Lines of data
•••

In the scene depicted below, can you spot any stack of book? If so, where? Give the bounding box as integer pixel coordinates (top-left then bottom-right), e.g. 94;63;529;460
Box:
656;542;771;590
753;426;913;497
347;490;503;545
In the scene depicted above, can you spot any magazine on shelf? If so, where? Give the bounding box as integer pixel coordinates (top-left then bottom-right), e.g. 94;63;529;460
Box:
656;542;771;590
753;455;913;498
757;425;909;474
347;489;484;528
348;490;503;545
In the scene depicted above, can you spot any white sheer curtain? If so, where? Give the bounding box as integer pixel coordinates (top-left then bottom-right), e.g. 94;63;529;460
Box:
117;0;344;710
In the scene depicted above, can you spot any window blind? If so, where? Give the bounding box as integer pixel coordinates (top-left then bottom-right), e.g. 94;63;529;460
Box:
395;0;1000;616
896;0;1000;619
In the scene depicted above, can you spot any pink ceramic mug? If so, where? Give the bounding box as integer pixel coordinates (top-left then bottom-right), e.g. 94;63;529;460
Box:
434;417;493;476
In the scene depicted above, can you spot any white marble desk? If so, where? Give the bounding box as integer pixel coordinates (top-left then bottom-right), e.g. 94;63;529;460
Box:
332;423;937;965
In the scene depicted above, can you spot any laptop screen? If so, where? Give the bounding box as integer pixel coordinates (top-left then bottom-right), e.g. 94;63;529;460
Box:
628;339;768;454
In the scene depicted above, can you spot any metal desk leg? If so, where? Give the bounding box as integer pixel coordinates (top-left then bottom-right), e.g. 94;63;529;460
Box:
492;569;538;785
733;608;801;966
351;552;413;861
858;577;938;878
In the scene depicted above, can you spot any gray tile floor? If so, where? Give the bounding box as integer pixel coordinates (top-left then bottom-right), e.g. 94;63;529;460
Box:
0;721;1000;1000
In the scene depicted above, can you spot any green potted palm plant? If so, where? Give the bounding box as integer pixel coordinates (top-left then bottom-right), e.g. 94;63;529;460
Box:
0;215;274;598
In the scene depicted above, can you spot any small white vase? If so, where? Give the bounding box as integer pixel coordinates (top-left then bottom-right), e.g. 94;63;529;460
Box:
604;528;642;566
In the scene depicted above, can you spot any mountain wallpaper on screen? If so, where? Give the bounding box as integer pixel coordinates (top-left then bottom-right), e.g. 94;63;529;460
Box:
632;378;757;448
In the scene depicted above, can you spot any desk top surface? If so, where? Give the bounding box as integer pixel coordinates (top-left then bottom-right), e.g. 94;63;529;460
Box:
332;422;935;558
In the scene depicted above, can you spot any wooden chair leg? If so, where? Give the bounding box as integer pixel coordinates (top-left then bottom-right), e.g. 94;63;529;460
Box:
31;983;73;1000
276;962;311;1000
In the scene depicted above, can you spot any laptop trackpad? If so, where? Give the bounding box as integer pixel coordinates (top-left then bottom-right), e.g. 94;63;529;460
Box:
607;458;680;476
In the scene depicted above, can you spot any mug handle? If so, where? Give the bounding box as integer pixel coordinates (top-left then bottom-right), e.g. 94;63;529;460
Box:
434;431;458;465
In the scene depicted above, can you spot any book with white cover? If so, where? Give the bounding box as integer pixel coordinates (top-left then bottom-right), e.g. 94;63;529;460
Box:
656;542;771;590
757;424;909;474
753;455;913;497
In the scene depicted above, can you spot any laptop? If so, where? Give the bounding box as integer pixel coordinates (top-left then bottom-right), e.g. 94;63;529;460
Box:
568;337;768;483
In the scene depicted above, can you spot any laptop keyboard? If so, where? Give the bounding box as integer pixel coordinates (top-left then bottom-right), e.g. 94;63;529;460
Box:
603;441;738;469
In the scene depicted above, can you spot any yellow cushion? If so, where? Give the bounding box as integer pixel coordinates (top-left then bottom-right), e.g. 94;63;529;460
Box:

•••

Transcribe every one of the records above, reproducing each line precisely as it appears.

#### [ANSWER TO THE PROBLEM]
In the scene depicted below, can you spot any stack of book? If so, where? Give the bounding box as integer pixel coordinates (top-left then bottom-right), e.g. 94;63;529;460
Box:
656;542;771;590
753;426;913;497
347;490;503;545
In the scene depicted above, can you spot any magazine on shelf? If so, where? Give the bounding box as integer pixel coordinates (top-left then bottom-right), e.g. 94;63;529;460
Box:
656;542;771;590
753;455;913;498
757;425;909;474
347;489;484;528
348;490;503;545
In the scene depicted above, can you spot any white sheer curtain? If so, where? Give the bounding box as integer pixel coordinates (top-left then bottom-right), e.g. 94;63;529;460
Box:
117;0;344;710
In the scene depicted above, can you spot any window blind? If so, where? Give the bounding box as integer pixel coordinates (top-left then bottom-right), e.g. 94;63;529;460
Box:
395;0;1000;616
896;0;1000;619
In the scene depicted above, can you spot any pink ceramic mug? If so, where? Give the bounding box as integer pixel coordinates (top-left then bottom-right), e.g. 94;63;529;460
Box:
434;417;493;476
In the scene depicted above, can you spot any white marble desk? If so, where? Give the bounding box as integer pixel coordinates (top-left then bottom-right), e.g. 94;63;529;460
Box:
332;423;937;965
In the scene depicted above, can you spot any laptop screen? If so, where? Give the bounding box as integer pixel coordinates (top-left then bottom-right), e.g. 94;63;529;460
Box:
628;339;768;454
In the scene depicted above, can you spot any metal desk leg? If so, where? Give the bounding box as integer pixel coordinates (top-left then bottom-right), e.g. 94;63;529;460
Box:
492;569;538;785
733;608;801;966
351;552;413;861
858;577;938;878
In the scene depicted above, can you spot any gray tile floor? If so, where? Give the bounding box as integer pixel coordinates (top-left then bottom-right), e.g. 94;63;529;460
Box:
0;721;1000;1000
In the scene depicted above, can you spot any green potted palm plant? If so, where? Give the bounding box as integer pixel coordinates (top-left then bottom-right), e.g. 94;63;529;460
Box:
0;215;274;598
In the scene depicted above, can you spot any small white vase? If so, where? Give the bounding box as integer pixel coordinates (top-left then bottom-right), e.g. 94;63;529;460
Box:
604;528;642;566
In the scene depicted above, can you spot any mountain wallpaper on screen? If so, where? Give the bounding box as integer pixel coordinates (top-left then bottom-right), e.g. 94;63;529;460
Box:
632;378;757;448
In the scene depicted above, can you spot any desk top surface? If so, where? Give the bounding box as integer pixel coordinates (top-left then bottom-right), e.g. 94;63;529;460
Box:
332;422;935;558
In the scene depicted above, can you spot any wooden chair leg? If so, where? Give the bounding box as integer pixel coordinates (top-left then bottom-right), e.g. 94;63;529;460
Box:
31;983;73;1000
276;962;311;1000
In the scene depicted above, can you spot any laptop trackpad? If so, where? Give the bounding box as integer pixel coordinates (top-left then bottom-right), e.g. 94;63;529;460
Box:
607;458;680;476
In the scene depicted above, can you spot any mug handle? If so, where? Give the bounding box as integer pixel coordinates (top-left then bottom-right), e.g. 94;63;529;460
Box:
434;431;458;465
In the scene depicted above, can you spot any book with white cover? If so, where? Give the bounding box as integer pixel coordinates (top-left then bottom-right), e.g. 94;63;529;460
Box:
656;542;771;590
757;424;909;474
753;455;913;497
In the scene depicted above, can you spot any laptop? If so, where? Give the bounding box as integer pixel coordinates (top-left then bottom-right), e.g. 94;63;529;460
Box:
568;337;768;483
In the scene depicted above, can you spot any laptop keyboard? If so, where? Give the bounding box as integer pixel coordinates (top-left then bottom-right), e.g. 94;63;529;460
Box:
603;441;738;469
In the scene depicted above, can you spot any yellow cushion? If so, where? Give the bounding box as integer pixel coordinates (top-left then bottom-right), e.g. 94;63;529;460
Box:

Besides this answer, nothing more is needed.